● Instructions to follow
Copy exactly the stretch of data below from the line with "Indicate the cooktop" through the line with "Query: refrigerator freezer door", including both of those lines.

● Excerpted data
---*---

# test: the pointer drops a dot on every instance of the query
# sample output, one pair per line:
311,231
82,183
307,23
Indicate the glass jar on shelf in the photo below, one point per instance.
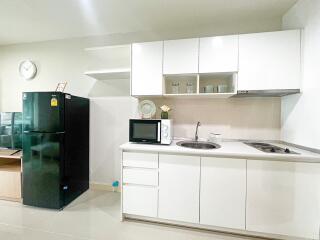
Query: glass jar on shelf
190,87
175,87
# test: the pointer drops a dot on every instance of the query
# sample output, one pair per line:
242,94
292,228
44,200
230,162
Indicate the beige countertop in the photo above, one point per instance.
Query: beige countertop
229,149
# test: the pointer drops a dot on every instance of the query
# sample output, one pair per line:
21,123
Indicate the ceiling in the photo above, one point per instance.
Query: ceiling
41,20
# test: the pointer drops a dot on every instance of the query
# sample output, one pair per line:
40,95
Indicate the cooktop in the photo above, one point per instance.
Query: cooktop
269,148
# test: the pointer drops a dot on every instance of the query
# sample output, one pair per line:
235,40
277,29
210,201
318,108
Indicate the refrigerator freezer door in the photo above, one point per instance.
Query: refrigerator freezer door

---*---

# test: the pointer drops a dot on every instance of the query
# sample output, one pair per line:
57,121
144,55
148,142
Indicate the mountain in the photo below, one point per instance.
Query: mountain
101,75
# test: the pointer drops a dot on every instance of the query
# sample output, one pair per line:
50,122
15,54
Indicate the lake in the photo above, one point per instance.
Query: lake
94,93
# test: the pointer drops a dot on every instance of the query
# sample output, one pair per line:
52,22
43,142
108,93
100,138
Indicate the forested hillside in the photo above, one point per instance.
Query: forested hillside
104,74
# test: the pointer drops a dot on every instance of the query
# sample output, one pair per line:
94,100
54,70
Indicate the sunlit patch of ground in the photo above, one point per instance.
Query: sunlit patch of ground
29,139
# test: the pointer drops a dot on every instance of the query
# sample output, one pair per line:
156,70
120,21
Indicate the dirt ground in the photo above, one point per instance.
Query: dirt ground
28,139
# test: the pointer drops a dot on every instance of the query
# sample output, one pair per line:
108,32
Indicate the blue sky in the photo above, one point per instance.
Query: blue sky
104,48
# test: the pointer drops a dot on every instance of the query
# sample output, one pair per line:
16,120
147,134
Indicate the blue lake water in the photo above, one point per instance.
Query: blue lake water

---*---

● Problem solution
Indicate the cooktop in the photo above, one point per instance.
Query: cooktop
269,148
# test: the pointer drops a dot on every instance of the query
# sample output, one pair per line:
235,40
277,29
210,201
318,108
Indicate the refrigerator freezer door in the photo above, one point per instance.
Query: refrigerator freezer door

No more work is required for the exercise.